= Entries supplied =
== == ==

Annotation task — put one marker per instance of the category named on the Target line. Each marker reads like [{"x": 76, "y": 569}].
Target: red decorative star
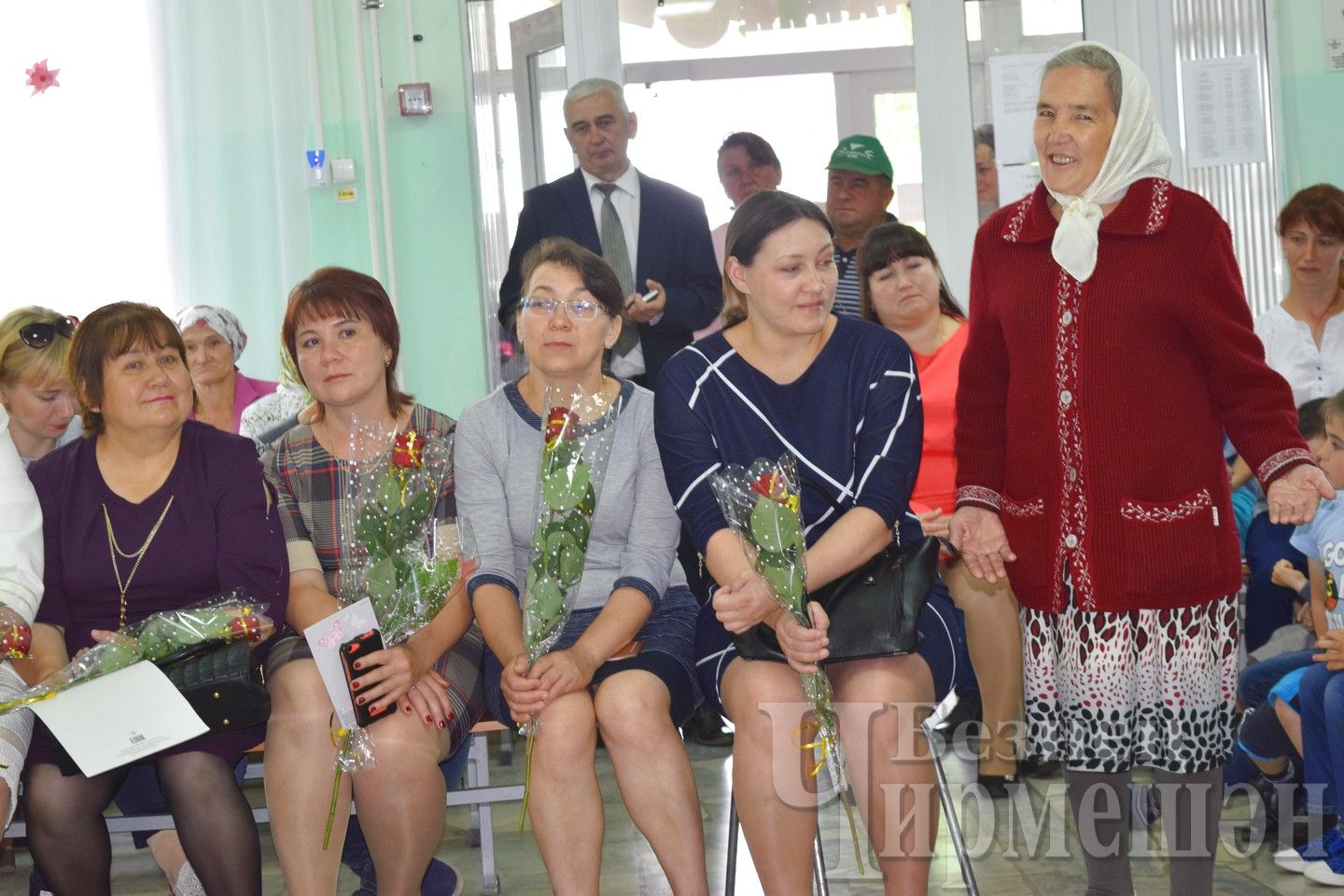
[{"x": 40, "y": 77}]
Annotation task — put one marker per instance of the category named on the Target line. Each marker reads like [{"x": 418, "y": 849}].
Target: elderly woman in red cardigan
[{"x": 1111, "y": 345}]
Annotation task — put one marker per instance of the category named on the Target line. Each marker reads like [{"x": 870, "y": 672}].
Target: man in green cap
[{"x": 858, "y": 193}]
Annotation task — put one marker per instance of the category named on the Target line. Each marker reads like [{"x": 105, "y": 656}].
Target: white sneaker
[
  {"x": 1291, "y": 860},
  {"x": 1322, "y": 874}
]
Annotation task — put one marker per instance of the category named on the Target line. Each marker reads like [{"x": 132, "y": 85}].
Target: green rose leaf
[
  {"x": 388, "y": 493},
  {"x": 782, "y": 577},
  {"x": 775, "y": 526},
  {"x": 566, "y": 488}
]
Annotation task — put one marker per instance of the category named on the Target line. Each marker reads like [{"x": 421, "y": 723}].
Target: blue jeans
[
  {"x": 1260, "y": 678},
  {"x": 1267, "y": 606},
  {"x": 1322, "y": 694}
]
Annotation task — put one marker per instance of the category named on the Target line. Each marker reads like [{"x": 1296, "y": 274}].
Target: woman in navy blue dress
[{"x": 842, "y": 397}]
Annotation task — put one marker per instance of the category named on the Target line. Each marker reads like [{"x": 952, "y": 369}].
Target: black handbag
[
  {"x": 874, "y": 610},
  {"x": 225, "y": 684}
]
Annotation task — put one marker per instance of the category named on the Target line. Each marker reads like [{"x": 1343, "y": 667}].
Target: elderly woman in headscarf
[
  {"x": 214, "y": 342},
  {"x": 1111, "y": 345}
]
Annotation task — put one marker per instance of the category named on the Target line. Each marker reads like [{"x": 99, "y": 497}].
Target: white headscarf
[
  {"x": 220, "y": 320},
  {"x": 1137, "y": 150}
]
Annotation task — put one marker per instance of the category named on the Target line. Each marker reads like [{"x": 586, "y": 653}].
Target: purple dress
[{"x": 222, "y": 534}]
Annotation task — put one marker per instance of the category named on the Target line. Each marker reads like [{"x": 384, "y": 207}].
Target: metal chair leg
[
  {"x": 730, "y": 875},
  {"x": 949, "y": 809},
  {"x": 819, "y": 865}
]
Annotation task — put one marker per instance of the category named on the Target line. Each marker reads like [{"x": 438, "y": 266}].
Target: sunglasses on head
[{"x": 42, "y": 335}]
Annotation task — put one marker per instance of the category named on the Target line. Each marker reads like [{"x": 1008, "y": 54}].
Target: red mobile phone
[{"x": 354, "y": 649}]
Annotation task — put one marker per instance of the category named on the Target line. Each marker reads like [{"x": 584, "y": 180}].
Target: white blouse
[{"x": 1289, "y": 348}]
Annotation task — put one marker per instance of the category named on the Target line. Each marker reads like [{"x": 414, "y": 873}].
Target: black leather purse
[
  {"x": 225, "y": 684},
  {"x": 874, "y": 610}
]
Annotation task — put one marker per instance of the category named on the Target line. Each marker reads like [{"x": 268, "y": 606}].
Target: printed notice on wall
[
  {"x": 1332, "y": 31},
  {"x": 1014, "y": 91},
  {"x": 1225, "y": 119}
]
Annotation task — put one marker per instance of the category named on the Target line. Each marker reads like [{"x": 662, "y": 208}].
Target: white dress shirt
[
  {"x": 625, "y": 198},
  {"x": 1292, "y": 351}
]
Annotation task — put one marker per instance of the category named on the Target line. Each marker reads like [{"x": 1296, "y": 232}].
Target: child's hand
[{"x": 1286, "y": 575}]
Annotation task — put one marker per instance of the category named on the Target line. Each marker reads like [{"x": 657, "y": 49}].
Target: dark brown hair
[
  {"x": 339, "y": 292},
  {"x": 757, "y": 148},
  {"x": 758, "y": 217},
  {"x": 597, "y": 275},
  {"x": 891, "y": 242},
  {"x": 1320, "y": 205},
  {"x": 107, "y": 333}
]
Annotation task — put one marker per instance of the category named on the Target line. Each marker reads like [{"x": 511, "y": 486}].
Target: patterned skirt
[{"x": 1111, "y": 691}]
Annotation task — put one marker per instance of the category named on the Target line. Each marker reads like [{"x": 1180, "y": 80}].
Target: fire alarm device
[{"x": 414, "y": 98}]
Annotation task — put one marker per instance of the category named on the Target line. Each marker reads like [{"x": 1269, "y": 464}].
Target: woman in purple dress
[{"x": 149, "y": 512}]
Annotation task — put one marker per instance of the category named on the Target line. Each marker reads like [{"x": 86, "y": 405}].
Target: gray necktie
[{"x": 619, "y": 257}]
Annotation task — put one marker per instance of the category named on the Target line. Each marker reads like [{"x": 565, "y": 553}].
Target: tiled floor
[{"x": 1013, "y": 859}]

== == ==

Leaving out the pictures, repeat the data above exactly.

Annotation task — put one marker per instance of the category named on the Target line. Each marker reads like [{"x": 76, "y": 569}].
Target: red decorative star
[{"x": 40, "y": 77}]
Annotation task — put one marker per instance of the category named on the Target line. Each marker reads like [{"x": 418, "y": 849}].
Target: elderly woman in red cardigan
[{"x": 1111, "y": 345}]
Annotation task — put one marker per instance of the category named on the Target line. Each marker reads like [{"x": 870, "y": 672}].
Target: man in green cap
[{"x": 858, "y": 193}]
Annotation task — put one marker per instance of the category named on the Target line. Each marker reads like [{"x": 105, "y": 656}].
Target: white sneaker
[
  {"x": 1291, "y": 860},
  {"x": 1322, "y": 874}
]
Annotation task — put one marker per instance of the category named on the Target line. Each marker reads like [{"x": 132, "y": 85}].
Target: green rose leaf
[
  {"x": 388, "y": 493},
  {"x": 782, "y": 577},
  {"x": 775, "y": 526},
  {"x": 566, "y": 488}
]
Annotation task — put one marker per instance of the category named on the Target line. Each marker reads like [{"x": 421, "y": 723}].
Target: blue jeans
[
  {"x": 1260, "y": 678},
  {"x": 1267, "y": 606},
  {"x": 1322, "y": 694}
]
Annotation task — put one marker per instance of the category named on the Target line. Each marker reads like [{"x": 1296, "y": 274}].
Target: woman in navy blue dress
[{"x": 842, "y": 397}]
Annotation task — put one marker per instance of the category named on the Target line. Each marker reads like [{"x": 952, "y": 369}].
Target: black handbag
[
  {"x": 874, "y": 610},
  {"x": 225, "y": 684}
]
Annotation task — put one marker per instance of the category named on the Target line. Each marker reads like [{"x": 1343, "y": 667}].
Target: elderly woman in headscarf
[
  {"x": 214, "y": 342},
  {"x": 1111, "y": 345}
]
Annotation task — put one marker per instance of the category named on the Target line. Each marker reads like [{"x": 99, "y": 497}].
Target: white headscarf
[
  {"x": 220, "y": 320},
  {"x": 1137, "y": 150}
]
Annotation task — put one marker per instance of the category named on the Target line. Each marker reads like [{"x": 586, "y": 653}].
Target: purple dress
[{"x": 222, "y": 534}]
Annotation task — put one marker per instance of the category named on the Target line. Each marker reads like [{"x": 384, "y": 207}].
Target: metal chair leg
[
  {"x": 730, "y": 875},
  {"x": 949, "y": 809},
  {"x": 819, "y": 865}
]
Annotation task — put one marker per instance of the category named on the Target line. Each marker reads like [{"x": 438, "y": 266}].
Target: sunglasses on head
[{"x": 42, "y": 335}]
Annotation task — put one marker per instance of the category named on the Target line. Each marker reads like [{"x": 1008, "y": 54}].
Target: red mobile phone
[{"x": 354, "y": 649}]
Annotation task — put one marker per instance of the category named on the Target line. Each marker reads like [{"x": 584, "y": 180}].
Target: white blouse
[{"x": 1289, "y": 348}]
Annotation task — put one marker per instance of the category named on the Target line. Each marker reads like [{"x": 414, "y": 873}].
Target: black leather purse
[
  {"x": 225, "y": 684},
  {"x": 874, "y": 610}
]
Annotation task — put one marker per instance of the category named on the Target line. Each marker reads like [{"x": 268, "y": 606}].
Target: printed notice on wall
[
  {"x": 1332, "y": 31},
  {"x": 1014, "y": 91},
  {"x": 1225, "y": 119}
]
Annotation task — put one marker per instance of the category named on the Target line. Each marker reads like [{"x": 662, "y": 208}].
Target: white dress shirt
[
  {"x": 625, "y": 198},
  {"x": 1292, "y": 351}
]
Annotation task — put one marker per instance of the category named on the Target line. Each marker reads like [{"x": 1296, "y": 232}].
Target: child's hand
[{"x": 1286, "y": 575}]
Annotation task — put one marker per instance of the category named on the Target line. Each marker reads like [{"x": 657, "y": 49}].
Target: dark brown hair
[
  {"x": 339, "y": 292},
  {"x": 757, "y": 148},
  {"x": 758, "y": 217},
  {"x": 597, "y": 275},
  {"x": 891, "y": 242},
  {"x": 1320, "y": 205},
  {"x": 107, "y": 333}
]
Annotation task — put one marker per instance of the category named on the Target line. Each marker reads like [{"x": 511, "y": 486}].
Target: patterned skirt
[{"x": 1111, "y": 691}]
Annotation task — put one marker per instance of the category named on the Target line. Each marker reads like [{"x": 1180, "y": 80}].
Target: fire alarm device
[{"x": 414, "y": 98}]
Annotation task — put one marker per instance of the category named on the Target line. Each marker reads like [{"x": 1269, "y": 464}].
Target: woman in purple dress
[{"x": 149, "y": 512}]
Annotation task — put one marker per instance of the category named on the Target line. Each marker reads like [{"x": 86, "y": 405}].
Target: gray necktie
[{"x": 619, "y": 257}]
Annotation task — put one marker per instance of the category named on the Target line. Each marker reads like [{"x": 565, "y": 553}].
Target: tiled floor
[{"x": 1013, "y": 859}]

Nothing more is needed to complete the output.